=== SOURCE PASSAGE ===

Most lenders will typically assess fairly early on whether a distressed loan can be repaid in a reasonable time and what the current value of the project is.   If the project is not salvageable, the lender typically will foreclose on and sell the collateral to collect as much of the outstanding amount as possible.  

In deciding whether to negotiate a workout or to foreclose, many lenders assess whether a borrower falls one of two informal categories: first, the borrowers that are straightforward about the project and that add hard-to-replace value to the collateral (for example, by working hard to increase the project’s income, or by providing more equity or more collateral); or, second, borrowers that are not likely to add value or are not playing straight with their lender. In the current market, lenders’ distressed loan departments are often overworked and understaffed; so these “good or bad” decisions sometimes will be made quickly and cursorily, not after careful study.   In seeking a workout in a downturn, first impressions count. A borrower that falls into the “bad” category will typically not be able to negotiate a workout – the lender’s representative will make triage decisions to spend time negotiating only the workouts that are likely to lead to a deal.

Leverage.   Once a borrower defaults or is in danger of defaulting on its loan, the lender has more leverage: if the borrower won’t or can’t pay back the loan, the lender can and will foreclose on the project.   And there is usually no obligation on the part of a lender to work out a loan – a lender typically has the right to enforce its loan documents by foreclosing on the collateral and may also have the right to pursue additional repayments from borrowers or guarantors.

=== GIVEN RECORDS ===

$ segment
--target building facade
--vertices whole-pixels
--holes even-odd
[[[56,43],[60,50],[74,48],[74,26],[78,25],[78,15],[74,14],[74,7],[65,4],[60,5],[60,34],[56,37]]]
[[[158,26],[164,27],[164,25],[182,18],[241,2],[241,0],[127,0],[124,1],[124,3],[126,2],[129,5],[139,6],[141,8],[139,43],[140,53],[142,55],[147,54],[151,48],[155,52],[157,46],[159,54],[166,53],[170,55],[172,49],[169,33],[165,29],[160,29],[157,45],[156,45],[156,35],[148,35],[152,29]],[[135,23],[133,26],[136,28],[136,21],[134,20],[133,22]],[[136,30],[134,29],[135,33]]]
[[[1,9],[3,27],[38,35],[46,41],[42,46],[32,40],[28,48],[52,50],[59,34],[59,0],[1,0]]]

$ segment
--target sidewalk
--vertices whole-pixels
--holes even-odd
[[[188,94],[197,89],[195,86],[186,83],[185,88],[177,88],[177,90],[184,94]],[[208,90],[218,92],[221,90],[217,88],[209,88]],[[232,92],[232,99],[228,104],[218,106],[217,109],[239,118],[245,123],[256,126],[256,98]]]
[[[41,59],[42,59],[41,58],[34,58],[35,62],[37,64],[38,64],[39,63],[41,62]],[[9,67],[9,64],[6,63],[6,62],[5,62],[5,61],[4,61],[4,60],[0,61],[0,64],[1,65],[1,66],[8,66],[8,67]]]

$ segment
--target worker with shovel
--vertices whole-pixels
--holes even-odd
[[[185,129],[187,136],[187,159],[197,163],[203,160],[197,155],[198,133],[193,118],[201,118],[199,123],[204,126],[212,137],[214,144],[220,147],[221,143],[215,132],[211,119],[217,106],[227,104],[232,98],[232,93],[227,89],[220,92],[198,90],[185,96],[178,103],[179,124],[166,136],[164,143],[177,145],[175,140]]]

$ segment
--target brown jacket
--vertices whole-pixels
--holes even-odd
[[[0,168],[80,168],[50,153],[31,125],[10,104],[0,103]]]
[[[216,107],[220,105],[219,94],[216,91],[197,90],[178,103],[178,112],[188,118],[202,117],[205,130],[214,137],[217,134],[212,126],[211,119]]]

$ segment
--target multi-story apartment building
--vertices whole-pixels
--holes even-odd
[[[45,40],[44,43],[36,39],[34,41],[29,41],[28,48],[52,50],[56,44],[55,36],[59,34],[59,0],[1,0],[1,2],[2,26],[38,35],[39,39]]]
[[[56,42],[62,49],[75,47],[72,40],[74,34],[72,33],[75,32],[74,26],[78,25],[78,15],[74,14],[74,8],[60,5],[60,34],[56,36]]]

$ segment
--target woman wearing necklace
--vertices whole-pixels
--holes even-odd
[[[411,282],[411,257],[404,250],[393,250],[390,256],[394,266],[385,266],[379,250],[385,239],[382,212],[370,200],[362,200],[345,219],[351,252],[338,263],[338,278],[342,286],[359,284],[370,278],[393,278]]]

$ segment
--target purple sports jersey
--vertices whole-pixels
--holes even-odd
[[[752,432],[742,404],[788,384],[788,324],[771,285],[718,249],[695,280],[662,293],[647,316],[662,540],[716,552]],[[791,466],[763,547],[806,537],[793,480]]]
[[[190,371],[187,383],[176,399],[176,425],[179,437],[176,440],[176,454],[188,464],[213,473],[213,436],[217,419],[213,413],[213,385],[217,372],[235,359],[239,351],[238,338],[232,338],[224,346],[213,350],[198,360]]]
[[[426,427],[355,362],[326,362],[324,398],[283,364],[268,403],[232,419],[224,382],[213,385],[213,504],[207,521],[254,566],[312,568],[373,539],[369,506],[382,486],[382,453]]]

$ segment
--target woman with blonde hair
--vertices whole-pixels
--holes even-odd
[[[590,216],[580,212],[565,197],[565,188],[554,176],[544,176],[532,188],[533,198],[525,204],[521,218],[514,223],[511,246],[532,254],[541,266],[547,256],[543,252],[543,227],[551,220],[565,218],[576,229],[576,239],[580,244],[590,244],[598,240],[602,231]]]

===

▶ **TASKS**
**a.** Can you copy the passage on distressed loans in full, word for word?
**b.** How many lines of the listing contain the string "building"? Reply with the number alone.
The listing is unrelated to the passage on distressed loans.

▶ **EXERCISE RESULTS**
**a.**
Most lenders will typically assess fairly early on whether a distressed loan can be repaid in a reasonable time and what the current value of the project is.   If the project is not salvageable, the lender typically will foreclose on and sell the collateral to collect as much of the outstanding amount as possible.  

In deciding whether to negotiate a workout or to foreclose, many lenders assess whether a borrower falls one of two informal categories: first, the borrowers that are straightforward about the project and that add hard-to-replace value to the collateral (for example, by working hard to increase the project’s income, or by providing more equity or more collateral); or, second, borrowers that are not likely to add value or are not playing straight with their lender. In the current market, lenders’ distressed loan departments are often overworked and understaffed; so these “good or bad” decisions sometimes will be made quickly and cursorily, not after careful study.   In seeking a workout in a downturn, first impressions count. A borrower that falls into the “bad” category will typically not be able to negotiate a workout – the lender’s representative will make triage decisions to spend time negotiating only the workouts that are likely to lead to a deal.

Leverage.   Once a borrower defaults or is in danger of defaulting on its loan, the lender has more leverage: if the borrower won’t or can’t pay back the loan, the lender can and will foreclose on the project.   And there is usually no obligation on the part of a lender to work out a loan – a lender typically has the right to enforce its loan documents by foreclosing on the collateral and may also have the right to pursue additional repayments from borrowers or guarantors.

**b.** 2